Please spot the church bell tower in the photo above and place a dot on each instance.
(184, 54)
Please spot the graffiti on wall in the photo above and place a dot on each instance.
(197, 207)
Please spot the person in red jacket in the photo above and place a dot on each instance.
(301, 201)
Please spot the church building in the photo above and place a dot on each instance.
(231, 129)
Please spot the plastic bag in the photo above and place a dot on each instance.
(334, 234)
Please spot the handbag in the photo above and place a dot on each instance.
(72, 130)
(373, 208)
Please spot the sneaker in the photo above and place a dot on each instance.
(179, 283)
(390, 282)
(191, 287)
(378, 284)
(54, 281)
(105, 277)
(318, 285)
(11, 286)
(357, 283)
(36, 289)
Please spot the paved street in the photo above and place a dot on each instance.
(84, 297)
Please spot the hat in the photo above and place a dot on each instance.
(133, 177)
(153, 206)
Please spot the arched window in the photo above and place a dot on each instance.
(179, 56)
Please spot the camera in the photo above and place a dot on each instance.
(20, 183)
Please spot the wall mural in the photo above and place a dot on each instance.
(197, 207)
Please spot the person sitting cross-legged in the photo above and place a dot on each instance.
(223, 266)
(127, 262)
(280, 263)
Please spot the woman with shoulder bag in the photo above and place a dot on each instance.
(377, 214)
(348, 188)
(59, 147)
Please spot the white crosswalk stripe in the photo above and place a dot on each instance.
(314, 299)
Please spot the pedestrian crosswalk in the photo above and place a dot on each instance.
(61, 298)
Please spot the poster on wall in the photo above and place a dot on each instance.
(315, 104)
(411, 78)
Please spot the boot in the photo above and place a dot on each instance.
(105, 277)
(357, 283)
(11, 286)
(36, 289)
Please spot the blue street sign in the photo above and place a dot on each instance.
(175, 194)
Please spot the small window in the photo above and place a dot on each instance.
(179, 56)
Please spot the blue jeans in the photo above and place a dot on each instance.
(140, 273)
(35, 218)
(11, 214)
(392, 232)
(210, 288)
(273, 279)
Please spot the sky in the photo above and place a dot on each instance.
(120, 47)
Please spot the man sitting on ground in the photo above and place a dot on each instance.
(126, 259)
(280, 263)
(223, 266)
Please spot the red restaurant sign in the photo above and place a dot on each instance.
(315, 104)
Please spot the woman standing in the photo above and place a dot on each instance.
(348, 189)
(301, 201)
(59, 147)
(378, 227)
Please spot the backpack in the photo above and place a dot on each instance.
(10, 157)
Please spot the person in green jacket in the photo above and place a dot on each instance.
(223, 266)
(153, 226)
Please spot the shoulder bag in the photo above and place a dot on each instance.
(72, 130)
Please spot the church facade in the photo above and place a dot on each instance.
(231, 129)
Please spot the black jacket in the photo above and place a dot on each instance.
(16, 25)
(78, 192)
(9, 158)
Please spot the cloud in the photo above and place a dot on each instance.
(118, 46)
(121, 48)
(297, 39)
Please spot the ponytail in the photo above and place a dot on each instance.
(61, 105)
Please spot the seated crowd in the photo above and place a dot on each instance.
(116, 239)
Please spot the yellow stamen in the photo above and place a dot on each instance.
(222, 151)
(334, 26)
--- --- ---
— Written problem —
Please give the records above as a two-column CSV with the header text,answer. Write one row per record, putting its text and its answer each in a single quoted field, with any line breaks replaced by spaces.

— Written solution —
text,answer
"Please spot the church bell tower in the photo above and place a dot on each instance.","(184, 54)"
"Please spot the graffiti on wall in the photo above and place a dot on each instance.","(197, 207)"
"Please spot the person in red jacket in the photo above and place a dot on each instance.","(301, 201)"
"Please spot the church building in the photo above and place a dot on each instance.","(231, 129)"
"Please spot the plastic bag in the photo above and place a dot on each instance.","(334, 234)"
"Please spot the handbag in the photo above and place a dot on each instance.","(72, 130) (373, 208)"
"Please spot the sneaker in the photo above and place a dot on each instance.","(179, 283) (390, 282) (191, 287) (378, 284) (54, 281) (105, 277) (318, 285) (11, 286) (357, 283) (36, 289)"
"Please spot the paved street in the photo above and place a dot on each instance.","(84, 297)"
"Please spot the hat in the photo above and place a dot on each instance.","(133, 177) (153, 206)"
"Please spot the arched window in the photo above and place a dot on each instance.","(179, 56)"
"Please spot the camera in the photo above and place a dot on each instance.","(20, 183)"
"Please spot the wall mural in the photo above and place a dot on each instance.","(197, 207)"
"Please spot the person sitting cross-legged in the photo above and place a dot on each instance.","(223, 266) (127, 262) (280, 263)"
"Please spot the woman with shoulder bag in the photo above and place a dot on each instance.","(377, 214) (348, 188) (59, 147)"
"Please spot the white crosswalk stripe in the photo above and place a dot on each instance.","(314, 299)"
"Please spot the pedestrian crosswalk in the photo above and place a dot on each instance.","(61, 298)"
"Please spot the poster on wall in the photo above and place a dot on each instance.","(315, 104) (411, 78)"
"Please spot the boot in the photo above and place a dot on each instance.","(105, 277) (357, 283) (11, 286) (36, 289)"
"Please spot the blue street sign in the photo above and place a dot on each instance.","(175, 194)"
"Please spot the small window in the photo above and place a dot on each instance.","(179, 56)"
"Please spot the blue jeans in the photo above and place a dot on each instance.","(140, 273) (35, 218) (11, 214) (392, 232) (210, 288) (273, 279)"
"Please spot the sky in the photo above and place a dot on each instance.","(120, 47)"
"Please spot the man sitting on ground in the photo above and place a dot on each instance.","(126, 259) (280, 263) (223, 266)"
"Please spot the red restaurant sign in the photo above and place a dot on each instance.","(315, 104)"
"Please spot the woman standing in the photo above and place a dot on each instance.","(348, 189) (301, 201) (59, 147) (378, 227)"
"Please spot the backpack in the photo above and place a dot on each instance.","(10, 157)"
"Please spot the person in green jacket in the photo above and place a dot on each instance.","(223, 266) (153, 226)"
"Please spot the shoulder bag in the photo above and place a dot on each instance.","(72, 130)"
"Please spot the church facade in the photo above and place a dot on each instance.","(231, 129)"
"Please spot the black jacket in the photo above and place a dot on each instance.","(16, 25) (78, 192) (9, 158)"
"Please spot the cloud in the photo above and place a dot on each instance.","(118, 46) (121, 48) (297, 39)"
"Please spot the ponytail in the photo above and place a dot on each instance.","(61, 105)"
"Please spot the seated crowd in the photo above and place a dot on each instance.","(116, 239)"
"Please spot the yellow stamen in the photo above and place a dot on each instance.","(222, 151) (334, 26)"